_WHAT IS EXPECTED_: From the listing below, set down exactly the lines between the one holding "of the dark" and the one holding "of the gabled", inclusive. No other line is wanted.

══════

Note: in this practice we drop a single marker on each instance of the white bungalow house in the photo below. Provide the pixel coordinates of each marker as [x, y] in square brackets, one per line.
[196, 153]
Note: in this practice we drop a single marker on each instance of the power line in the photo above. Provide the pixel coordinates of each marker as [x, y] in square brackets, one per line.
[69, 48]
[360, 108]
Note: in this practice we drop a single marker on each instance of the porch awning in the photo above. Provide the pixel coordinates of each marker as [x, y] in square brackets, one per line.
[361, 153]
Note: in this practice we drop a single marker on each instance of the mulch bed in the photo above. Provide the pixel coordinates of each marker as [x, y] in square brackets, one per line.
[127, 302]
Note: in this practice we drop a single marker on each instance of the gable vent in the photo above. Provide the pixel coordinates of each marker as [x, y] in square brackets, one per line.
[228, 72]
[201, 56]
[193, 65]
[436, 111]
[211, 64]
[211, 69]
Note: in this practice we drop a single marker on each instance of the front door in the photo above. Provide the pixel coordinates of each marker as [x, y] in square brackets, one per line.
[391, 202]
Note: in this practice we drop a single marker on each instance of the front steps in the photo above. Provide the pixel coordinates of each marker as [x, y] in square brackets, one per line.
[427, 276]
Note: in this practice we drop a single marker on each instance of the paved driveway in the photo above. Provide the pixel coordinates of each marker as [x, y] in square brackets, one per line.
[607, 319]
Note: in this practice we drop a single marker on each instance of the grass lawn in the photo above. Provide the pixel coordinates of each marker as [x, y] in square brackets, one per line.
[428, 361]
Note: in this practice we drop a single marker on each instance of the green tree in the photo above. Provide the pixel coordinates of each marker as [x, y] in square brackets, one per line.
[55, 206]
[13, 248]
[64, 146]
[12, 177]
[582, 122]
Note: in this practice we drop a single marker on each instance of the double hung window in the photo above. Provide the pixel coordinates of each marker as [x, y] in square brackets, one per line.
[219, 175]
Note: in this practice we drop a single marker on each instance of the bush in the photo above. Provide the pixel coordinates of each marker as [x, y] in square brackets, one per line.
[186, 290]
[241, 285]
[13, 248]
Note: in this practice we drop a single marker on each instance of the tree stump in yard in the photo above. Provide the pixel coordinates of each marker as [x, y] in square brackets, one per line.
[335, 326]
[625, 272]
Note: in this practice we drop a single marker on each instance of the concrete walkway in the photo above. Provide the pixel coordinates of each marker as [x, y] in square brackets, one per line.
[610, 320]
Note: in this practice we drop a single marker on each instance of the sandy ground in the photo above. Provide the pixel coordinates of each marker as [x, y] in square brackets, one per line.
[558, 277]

══════

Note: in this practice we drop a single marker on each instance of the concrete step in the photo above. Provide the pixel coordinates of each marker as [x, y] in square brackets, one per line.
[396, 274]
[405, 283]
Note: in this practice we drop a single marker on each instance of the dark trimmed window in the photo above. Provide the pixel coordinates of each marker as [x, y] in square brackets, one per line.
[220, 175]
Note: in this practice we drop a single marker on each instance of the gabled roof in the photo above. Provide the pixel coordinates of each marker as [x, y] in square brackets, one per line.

══════

_RESPONSE_:
Note: in this practice we drop a single marker on each instance of the dark trimmed window in the photo above. Provide the pixel coordinates of each marker as [x, y] in square brackets, one per line.
[220, 175]
Note: in this practice we drop a single marker on each instance of the gabled roof in the photo above. Provide the pixel coordinates of each marker as [x, y] in square brackets, one per line.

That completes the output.